Pointing dataset records
* Start *

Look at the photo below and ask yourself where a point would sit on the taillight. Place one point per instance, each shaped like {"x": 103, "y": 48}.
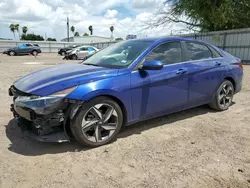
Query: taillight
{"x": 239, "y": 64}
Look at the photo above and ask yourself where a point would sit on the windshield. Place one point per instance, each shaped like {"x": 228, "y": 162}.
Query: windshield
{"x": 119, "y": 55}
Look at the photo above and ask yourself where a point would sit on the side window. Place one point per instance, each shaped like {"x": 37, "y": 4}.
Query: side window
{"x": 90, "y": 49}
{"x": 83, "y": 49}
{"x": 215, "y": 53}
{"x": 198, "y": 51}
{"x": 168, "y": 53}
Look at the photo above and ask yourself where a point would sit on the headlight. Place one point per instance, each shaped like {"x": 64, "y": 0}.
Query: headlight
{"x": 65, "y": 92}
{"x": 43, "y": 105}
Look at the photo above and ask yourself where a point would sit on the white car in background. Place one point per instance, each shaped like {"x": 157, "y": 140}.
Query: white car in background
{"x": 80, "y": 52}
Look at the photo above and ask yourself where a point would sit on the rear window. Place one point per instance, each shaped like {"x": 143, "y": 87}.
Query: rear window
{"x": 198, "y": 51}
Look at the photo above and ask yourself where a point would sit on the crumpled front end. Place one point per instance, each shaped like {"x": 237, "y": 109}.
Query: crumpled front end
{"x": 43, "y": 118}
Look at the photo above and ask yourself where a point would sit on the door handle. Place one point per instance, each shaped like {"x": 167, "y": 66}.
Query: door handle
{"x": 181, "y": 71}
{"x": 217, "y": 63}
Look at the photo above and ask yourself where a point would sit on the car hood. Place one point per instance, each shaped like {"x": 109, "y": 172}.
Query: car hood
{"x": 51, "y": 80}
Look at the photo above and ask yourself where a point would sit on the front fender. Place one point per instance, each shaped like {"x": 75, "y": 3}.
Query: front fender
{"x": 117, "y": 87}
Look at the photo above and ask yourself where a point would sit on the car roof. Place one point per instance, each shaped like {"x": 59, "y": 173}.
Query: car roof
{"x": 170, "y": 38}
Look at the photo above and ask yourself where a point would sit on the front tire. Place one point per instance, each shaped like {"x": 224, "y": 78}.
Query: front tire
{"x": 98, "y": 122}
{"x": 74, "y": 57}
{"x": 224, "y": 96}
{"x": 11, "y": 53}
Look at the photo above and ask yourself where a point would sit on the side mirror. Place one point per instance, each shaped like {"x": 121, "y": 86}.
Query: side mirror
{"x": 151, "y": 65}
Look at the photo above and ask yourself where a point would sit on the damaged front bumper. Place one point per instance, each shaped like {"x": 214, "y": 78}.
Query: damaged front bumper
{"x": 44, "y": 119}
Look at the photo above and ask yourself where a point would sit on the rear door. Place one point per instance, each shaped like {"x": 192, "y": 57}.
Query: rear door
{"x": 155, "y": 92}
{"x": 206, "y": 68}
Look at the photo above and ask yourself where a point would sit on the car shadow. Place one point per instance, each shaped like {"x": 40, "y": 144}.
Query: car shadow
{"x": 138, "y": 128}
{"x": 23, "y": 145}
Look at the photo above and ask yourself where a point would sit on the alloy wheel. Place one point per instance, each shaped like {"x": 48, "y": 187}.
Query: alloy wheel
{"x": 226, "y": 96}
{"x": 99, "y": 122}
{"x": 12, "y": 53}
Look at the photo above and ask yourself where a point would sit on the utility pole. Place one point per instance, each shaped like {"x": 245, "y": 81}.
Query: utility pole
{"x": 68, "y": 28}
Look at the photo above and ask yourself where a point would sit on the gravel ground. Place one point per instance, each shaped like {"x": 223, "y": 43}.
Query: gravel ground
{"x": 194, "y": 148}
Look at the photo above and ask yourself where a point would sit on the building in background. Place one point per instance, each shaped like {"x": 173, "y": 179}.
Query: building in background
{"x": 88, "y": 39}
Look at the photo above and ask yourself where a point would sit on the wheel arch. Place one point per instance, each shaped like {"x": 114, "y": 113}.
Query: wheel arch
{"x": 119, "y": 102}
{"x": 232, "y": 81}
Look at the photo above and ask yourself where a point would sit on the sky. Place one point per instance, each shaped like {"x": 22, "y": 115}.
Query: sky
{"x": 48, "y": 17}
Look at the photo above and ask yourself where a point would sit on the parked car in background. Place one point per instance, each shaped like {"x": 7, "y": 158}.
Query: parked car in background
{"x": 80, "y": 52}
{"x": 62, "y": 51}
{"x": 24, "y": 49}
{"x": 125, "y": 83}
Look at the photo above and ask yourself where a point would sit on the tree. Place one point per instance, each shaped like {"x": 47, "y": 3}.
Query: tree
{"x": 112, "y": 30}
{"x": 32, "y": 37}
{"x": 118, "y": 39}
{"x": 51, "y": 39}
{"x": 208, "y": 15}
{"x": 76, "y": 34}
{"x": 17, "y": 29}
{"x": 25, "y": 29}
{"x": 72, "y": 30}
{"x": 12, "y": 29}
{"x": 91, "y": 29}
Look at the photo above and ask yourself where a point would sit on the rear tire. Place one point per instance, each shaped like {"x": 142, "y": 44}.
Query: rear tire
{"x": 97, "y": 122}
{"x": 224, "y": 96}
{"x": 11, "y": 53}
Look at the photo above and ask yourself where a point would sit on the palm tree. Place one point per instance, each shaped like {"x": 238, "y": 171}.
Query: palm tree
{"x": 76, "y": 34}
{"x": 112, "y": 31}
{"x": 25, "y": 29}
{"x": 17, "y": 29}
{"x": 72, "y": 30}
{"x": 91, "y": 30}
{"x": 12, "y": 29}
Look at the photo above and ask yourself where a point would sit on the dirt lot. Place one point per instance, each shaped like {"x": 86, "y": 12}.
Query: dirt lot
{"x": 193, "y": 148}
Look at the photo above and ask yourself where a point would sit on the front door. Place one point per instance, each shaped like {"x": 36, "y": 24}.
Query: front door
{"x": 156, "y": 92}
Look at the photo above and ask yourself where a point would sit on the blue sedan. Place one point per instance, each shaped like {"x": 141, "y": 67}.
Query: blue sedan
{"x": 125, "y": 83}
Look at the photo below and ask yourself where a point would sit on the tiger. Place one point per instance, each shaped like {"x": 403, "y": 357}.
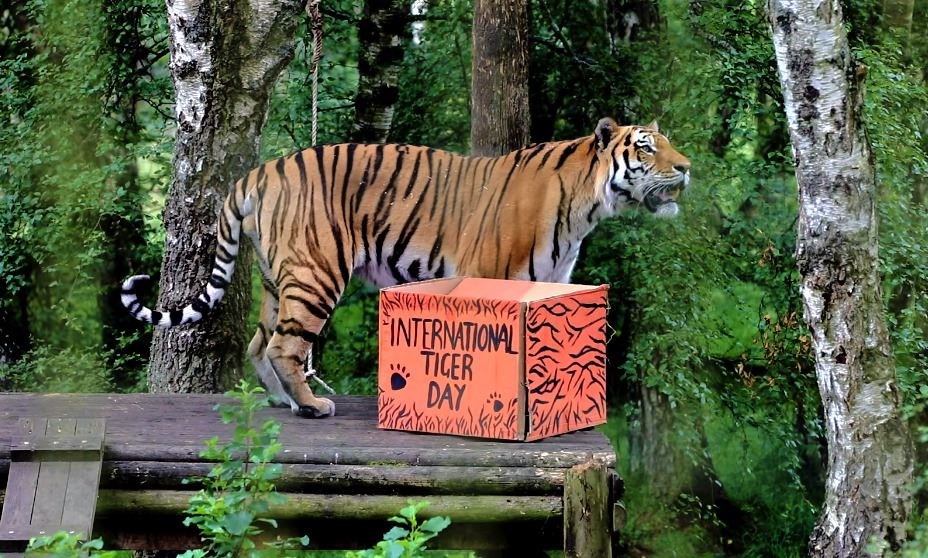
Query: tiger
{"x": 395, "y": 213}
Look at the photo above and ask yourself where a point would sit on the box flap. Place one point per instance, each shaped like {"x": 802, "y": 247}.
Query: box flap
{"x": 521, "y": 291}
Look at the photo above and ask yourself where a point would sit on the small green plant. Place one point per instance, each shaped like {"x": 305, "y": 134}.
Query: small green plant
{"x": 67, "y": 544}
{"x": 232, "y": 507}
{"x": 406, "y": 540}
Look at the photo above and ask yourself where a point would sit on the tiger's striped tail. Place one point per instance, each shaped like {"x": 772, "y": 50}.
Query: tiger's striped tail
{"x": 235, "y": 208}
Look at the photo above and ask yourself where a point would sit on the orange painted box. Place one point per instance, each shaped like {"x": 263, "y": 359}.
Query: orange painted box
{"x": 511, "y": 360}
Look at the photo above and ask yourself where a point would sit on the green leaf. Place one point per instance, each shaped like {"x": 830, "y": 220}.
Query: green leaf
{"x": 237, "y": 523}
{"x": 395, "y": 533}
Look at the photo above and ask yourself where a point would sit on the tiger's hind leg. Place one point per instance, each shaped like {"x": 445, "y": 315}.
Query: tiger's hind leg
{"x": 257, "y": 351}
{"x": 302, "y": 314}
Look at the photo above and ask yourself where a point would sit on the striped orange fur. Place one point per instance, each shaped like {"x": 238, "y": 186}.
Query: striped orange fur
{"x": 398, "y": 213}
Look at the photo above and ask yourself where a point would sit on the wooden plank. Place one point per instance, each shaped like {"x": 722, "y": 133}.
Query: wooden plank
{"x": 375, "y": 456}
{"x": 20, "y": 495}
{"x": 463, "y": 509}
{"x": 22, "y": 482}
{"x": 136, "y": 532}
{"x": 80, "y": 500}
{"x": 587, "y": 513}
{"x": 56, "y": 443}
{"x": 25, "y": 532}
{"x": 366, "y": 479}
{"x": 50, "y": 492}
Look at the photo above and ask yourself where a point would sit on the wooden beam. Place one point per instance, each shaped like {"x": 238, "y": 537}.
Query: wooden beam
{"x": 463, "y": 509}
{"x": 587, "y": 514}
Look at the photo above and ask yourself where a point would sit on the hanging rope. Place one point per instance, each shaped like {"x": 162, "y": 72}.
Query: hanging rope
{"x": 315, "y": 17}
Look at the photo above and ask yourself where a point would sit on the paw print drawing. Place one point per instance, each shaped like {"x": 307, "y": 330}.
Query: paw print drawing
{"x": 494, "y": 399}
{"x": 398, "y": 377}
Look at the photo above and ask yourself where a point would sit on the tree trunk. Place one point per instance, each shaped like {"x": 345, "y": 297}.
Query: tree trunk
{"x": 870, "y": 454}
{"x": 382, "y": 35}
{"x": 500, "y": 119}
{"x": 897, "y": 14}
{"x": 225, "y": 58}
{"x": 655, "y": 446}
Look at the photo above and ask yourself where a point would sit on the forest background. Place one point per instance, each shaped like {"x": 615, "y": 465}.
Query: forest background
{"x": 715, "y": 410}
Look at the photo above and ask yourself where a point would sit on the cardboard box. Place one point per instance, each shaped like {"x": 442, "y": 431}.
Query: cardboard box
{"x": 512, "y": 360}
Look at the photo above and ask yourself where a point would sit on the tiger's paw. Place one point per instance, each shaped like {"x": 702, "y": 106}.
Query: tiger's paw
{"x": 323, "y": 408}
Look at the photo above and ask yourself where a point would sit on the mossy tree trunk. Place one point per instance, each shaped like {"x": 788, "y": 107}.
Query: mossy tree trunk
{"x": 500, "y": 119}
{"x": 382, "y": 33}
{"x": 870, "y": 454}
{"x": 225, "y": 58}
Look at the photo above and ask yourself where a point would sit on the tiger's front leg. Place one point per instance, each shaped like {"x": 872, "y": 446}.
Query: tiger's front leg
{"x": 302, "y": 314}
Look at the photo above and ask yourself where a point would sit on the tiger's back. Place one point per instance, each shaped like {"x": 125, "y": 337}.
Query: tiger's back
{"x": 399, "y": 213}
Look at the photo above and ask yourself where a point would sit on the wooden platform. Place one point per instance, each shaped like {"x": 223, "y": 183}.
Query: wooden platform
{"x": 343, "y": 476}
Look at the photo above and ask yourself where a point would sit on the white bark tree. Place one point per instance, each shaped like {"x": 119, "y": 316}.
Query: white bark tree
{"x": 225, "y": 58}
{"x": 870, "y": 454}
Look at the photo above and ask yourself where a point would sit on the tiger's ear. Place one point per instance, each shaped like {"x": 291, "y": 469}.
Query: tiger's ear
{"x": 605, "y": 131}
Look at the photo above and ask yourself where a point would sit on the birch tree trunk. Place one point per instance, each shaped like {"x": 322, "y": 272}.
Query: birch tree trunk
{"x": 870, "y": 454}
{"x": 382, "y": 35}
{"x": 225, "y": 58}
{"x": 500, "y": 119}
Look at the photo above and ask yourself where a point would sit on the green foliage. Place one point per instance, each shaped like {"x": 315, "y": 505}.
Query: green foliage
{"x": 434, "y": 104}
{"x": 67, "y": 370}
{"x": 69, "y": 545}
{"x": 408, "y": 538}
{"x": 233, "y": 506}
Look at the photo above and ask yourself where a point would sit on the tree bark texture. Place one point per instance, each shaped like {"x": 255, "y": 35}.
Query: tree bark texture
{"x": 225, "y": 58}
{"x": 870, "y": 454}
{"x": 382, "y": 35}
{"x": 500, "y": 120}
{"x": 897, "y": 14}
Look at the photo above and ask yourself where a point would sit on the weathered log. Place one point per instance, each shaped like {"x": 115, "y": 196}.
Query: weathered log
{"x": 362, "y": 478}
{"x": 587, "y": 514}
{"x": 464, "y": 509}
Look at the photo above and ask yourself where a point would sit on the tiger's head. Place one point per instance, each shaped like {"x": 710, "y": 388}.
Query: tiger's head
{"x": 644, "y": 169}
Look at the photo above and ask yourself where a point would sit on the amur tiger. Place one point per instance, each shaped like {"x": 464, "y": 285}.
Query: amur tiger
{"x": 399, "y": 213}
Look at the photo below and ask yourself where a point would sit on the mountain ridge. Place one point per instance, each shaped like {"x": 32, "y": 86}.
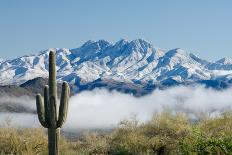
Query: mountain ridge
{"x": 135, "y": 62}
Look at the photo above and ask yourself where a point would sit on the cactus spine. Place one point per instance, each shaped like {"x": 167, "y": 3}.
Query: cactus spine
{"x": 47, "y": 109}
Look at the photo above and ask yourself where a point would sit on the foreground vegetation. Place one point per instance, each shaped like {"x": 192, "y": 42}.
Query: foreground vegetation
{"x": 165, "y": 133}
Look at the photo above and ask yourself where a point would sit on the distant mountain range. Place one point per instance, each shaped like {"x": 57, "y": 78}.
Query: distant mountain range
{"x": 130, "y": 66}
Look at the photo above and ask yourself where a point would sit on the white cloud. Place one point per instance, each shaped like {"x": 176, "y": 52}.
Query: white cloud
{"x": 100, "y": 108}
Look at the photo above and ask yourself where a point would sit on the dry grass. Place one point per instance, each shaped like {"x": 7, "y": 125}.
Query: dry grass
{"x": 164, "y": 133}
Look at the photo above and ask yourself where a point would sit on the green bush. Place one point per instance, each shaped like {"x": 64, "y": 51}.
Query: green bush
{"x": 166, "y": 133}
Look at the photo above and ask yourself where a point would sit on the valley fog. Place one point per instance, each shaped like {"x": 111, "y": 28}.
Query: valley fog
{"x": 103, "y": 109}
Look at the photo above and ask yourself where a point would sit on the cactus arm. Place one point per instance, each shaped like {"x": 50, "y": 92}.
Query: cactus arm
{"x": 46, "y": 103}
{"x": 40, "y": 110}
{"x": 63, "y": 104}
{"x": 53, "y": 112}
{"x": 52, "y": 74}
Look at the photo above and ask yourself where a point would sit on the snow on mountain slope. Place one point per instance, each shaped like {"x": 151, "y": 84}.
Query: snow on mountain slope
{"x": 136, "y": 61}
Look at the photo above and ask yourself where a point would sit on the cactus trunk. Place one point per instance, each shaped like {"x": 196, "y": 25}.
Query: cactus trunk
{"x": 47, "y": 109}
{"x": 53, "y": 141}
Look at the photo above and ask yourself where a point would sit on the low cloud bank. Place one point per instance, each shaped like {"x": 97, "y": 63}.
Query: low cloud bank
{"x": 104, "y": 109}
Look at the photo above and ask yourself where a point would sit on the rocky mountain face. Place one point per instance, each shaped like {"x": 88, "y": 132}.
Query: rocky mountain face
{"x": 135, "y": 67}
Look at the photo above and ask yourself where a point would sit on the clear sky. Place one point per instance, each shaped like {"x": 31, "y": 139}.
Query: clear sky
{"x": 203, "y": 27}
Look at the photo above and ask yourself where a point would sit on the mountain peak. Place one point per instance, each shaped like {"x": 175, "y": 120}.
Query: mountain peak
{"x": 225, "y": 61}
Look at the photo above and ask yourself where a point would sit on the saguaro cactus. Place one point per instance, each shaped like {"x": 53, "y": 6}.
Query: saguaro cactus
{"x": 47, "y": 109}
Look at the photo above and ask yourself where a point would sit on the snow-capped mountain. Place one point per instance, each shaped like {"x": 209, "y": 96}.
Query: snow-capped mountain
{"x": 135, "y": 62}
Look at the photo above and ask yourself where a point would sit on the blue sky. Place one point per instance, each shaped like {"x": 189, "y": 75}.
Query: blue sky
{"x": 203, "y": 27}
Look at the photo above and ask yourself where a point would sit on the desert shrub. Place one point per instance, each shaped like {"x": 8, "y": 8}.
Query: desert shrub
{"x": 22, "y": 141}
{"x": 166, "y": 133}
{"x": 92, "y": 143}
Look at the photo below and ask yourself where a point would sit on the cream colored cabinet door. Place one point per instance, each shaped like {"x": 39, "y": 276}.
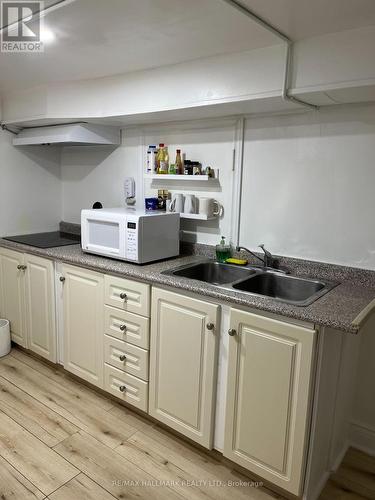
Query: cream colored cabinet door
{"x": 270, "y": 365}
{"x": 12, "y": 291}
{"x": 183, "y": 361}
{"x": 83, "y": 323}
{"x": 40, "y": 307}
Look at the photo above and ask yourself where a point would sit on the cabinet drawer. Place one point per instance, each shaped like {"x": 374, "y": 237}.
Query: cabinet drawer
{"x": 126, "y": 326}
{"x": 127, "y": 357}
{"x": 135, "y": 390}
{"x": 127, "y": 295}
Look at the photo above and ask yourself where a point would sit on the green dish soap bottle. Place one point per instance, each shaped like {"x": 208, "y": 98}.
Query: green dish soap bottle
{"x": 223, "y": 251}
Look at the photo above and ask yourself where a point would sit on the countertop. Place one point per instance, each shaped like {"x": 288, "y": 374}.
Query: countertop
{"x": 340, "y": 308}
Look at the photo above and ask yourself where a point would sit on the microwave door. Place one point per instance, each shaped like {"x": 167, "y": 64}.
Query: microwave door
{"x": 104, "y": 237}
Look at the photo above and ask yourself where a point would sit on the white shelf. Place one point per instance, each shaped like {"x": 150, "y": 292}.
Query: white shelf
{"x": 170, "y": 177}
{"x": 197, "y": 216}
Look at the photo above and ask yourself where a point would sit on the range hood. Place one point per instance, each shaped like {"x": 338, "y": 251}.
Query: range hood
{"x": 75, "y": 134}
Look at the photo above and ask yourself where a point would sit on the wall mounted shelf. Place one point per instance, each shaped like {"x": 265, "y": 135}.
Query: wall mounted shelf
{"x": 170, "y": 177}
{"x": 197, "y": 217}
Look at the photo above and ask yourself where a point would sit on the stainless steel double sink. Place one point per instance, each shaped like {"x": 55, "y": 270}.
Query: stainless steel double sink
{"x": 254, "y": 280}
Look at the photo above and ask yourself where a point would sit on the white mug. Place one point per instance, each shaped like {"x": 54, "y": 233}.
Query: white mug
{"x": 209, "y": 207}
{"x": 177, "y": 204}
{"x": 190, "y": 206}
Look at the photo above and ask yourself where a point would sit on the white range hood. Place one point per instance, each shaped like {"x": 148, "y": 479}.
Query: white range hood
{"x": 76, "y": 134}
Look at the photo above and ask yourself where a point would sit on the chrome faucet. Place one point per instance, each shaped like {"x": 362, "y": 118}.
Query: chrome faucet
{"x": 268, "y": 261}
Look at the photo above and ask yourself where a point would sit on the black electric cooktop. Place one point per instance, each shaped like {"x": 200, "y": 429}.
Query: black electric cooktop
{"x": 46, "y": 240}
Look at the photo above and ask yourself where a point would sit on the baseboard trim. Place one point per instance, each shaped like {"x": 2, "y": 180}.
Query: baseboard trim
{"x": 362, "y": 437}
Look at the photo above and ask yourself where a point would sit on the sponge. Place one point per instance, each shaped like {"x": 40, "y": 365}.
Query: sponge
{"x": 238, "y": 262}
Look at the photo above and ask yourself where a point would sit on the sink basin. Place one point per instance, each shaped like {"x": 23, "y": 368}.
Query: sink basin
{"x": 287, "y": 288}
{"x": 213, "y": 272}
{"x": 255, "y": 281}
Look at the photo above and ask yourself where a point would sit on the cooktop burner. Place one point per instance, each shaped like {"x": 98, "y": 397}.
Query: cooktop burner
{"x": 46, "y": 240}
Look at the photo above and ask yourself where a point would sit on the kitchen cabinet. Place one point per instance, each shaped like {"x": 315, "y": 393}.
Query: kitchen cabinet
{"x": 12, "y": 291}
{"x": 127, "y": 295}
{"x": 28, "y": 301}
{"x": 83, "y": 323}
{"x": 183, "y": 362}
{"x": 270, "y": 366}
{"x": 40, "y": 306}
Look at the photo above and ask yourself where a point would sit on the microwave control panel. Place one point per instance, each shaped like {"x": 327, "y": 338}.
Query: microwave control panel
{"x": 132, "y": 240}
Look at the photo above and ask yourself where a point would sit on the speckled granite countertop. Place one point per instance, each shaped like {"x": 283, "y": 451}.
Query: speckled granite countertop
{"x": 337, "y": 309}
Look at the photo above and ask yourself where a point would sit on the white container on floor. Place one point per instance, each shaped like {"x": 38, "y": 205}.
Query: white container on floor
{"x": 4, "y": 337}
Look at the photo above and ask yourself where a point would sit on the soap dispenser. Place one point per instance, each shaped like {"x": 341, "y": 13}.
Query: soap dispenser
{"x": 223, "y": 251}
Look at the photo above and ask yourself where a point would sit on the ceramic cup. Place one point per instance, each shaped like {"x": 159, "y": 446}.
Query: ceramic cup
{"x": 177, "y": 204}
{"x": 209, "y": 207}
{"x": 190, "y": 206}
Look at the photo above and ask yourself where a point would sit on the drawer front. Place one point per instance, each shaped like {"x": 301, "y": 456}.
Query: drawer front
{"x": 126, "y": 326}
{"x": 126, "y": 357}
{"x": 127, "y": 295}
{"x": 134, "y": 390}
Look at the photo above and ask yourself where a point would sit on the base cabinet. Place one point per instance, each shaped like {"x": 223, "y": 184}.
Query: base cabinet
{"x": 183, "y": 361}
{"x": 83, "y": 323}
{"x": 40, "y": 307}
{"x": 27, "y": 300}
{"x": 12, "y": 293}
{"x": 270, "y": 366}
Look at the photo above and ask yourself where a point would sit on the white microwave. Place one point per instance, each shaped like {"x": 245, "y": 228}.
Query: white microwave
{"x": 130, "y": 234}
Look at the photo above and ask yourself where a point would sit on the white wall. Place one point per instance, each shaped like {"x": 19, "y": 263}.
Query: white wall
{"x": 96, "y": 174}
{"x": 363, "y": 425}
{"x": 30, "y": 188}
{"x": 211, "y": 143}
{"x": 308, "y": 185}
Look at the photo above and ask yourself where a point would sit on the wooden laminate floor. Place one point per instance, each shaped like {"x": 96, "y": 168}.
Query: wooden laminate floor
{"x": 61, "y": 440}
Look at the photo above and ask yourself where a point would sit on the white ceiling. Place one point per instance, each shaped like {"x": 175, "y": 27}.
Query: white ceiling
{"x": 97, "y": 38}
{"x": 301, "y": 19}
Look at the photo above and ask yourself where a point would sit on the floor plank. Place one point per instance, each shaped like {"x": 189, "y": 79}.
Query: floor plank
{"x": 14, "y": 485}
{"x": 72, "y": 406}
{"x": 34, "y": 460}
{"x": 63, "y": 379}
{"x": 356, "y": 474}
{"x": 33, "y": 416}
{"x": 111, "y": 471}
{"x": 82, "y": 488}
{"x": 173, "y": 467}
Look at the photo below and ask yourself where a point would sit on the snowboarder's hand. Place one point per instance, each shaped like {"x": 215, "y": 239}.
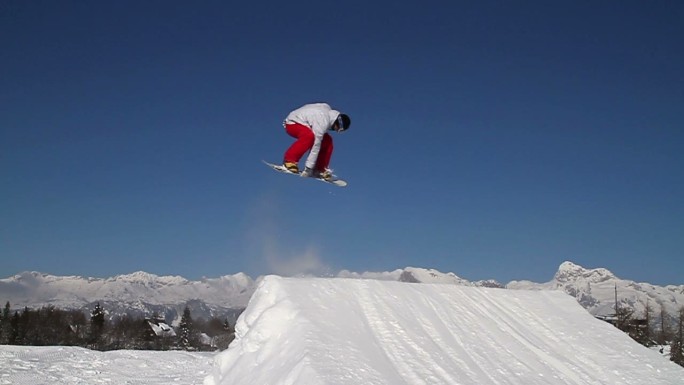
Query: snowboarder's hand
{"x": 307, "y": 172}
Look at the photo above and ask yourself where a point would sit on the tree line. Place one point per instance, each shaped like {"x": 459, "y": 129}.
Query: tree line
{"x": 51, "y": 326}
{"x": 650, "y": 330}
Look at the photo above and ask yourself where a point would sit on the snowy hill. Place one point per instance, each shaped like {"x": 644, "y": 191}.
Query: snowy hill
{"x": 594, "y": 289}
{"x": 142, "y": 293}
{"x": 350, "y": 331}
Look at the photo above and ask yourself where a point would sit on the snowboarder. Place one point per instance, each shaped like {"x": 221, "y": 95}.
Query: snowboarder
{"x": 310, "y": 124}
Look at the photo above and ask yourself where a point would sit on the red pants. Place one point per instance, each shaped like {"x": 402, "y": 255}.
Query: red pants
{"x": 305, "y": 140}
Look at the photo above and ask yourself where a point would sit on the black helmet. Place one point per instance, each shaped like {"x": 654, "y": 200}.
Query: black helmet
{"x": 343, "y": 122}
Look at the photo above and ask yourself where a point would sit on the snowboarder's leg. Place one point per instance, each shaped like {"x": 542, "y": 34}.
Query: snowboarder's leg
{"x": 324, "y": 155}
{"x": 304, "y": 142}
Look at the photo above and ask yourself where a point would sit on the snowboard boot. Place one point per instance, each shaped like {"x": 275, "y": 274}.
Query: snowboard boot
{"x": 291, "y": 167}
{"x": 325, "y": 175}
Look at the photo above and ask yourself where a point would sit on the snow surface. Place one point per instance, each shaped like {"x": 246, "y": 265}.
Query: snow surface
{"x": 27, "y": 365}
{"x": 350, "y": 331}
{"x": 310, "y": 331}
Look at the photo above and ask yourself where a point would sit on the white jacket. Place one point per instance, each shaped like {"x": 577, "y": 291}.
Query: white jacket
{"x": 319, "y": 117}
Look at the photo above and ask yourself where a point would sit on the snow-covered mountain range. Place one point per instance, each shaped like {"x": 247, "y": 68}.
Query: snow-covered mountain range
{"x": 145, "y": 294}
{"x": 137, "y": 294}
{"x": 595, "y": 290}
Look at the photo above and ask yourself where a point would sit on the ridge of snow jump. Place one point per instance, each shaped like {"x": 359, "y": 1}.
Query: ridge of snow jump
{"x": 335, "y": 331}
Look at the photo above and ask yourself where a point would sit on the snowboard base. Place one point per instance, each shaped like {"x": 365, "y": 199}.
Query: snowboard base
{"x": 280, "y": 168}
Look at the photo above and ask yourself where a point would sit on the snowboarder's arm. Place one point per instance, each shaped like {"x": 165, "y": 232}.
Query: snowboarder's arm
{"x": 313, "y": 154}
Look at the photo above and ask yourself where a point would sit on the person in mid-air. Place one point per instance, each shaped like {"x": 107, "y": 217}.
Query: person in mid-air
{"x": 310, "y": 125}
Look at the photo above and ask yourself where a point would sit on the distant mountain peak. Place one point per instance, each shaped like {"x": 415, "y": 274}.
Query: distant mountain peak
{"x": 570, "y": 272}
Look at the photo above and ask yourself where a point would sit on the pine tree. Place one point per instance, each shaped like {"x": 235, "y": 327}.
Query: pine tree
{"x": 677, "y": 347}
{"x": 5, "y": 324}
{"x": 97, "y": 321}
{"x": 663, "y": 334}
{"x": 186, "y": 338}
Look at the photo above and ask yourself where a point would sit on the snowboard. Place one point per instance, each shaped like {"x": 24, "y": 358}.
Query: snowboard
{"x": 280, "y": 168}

* End *

Your task is to transcribe the line containing "distant mountain peak." and every line after it, through the last line of the data, exactly as written and with nothing more.

**Finished exercise:**
Look at the photo above and ask yourself where a point would sit on the distant mountain peak. Place one point per instance, each shaped like {"x": 415, "y": 274}.
Query: distant mountain peak
{"x": 570, "y": 272}
Look at the photo above and ask yourself where a point would sit on the pine tree. Place one point per instance, each shaped like {"x": 235, "y": 327}.
Query: pine tree
{"x": 677, "y": 347}
{"x": 5, "y": 324}
{"x": 97, "y": 321}
{"x": 663, "y": 334}
{"x": 186, "y": 338}
Look at the photo above and ask yourself where a point would sit on the snowboard. Place one point per instance, each shaped like {"x": 24, "y": 358}.
Query: snowboard
{"x": 280, "y": 168}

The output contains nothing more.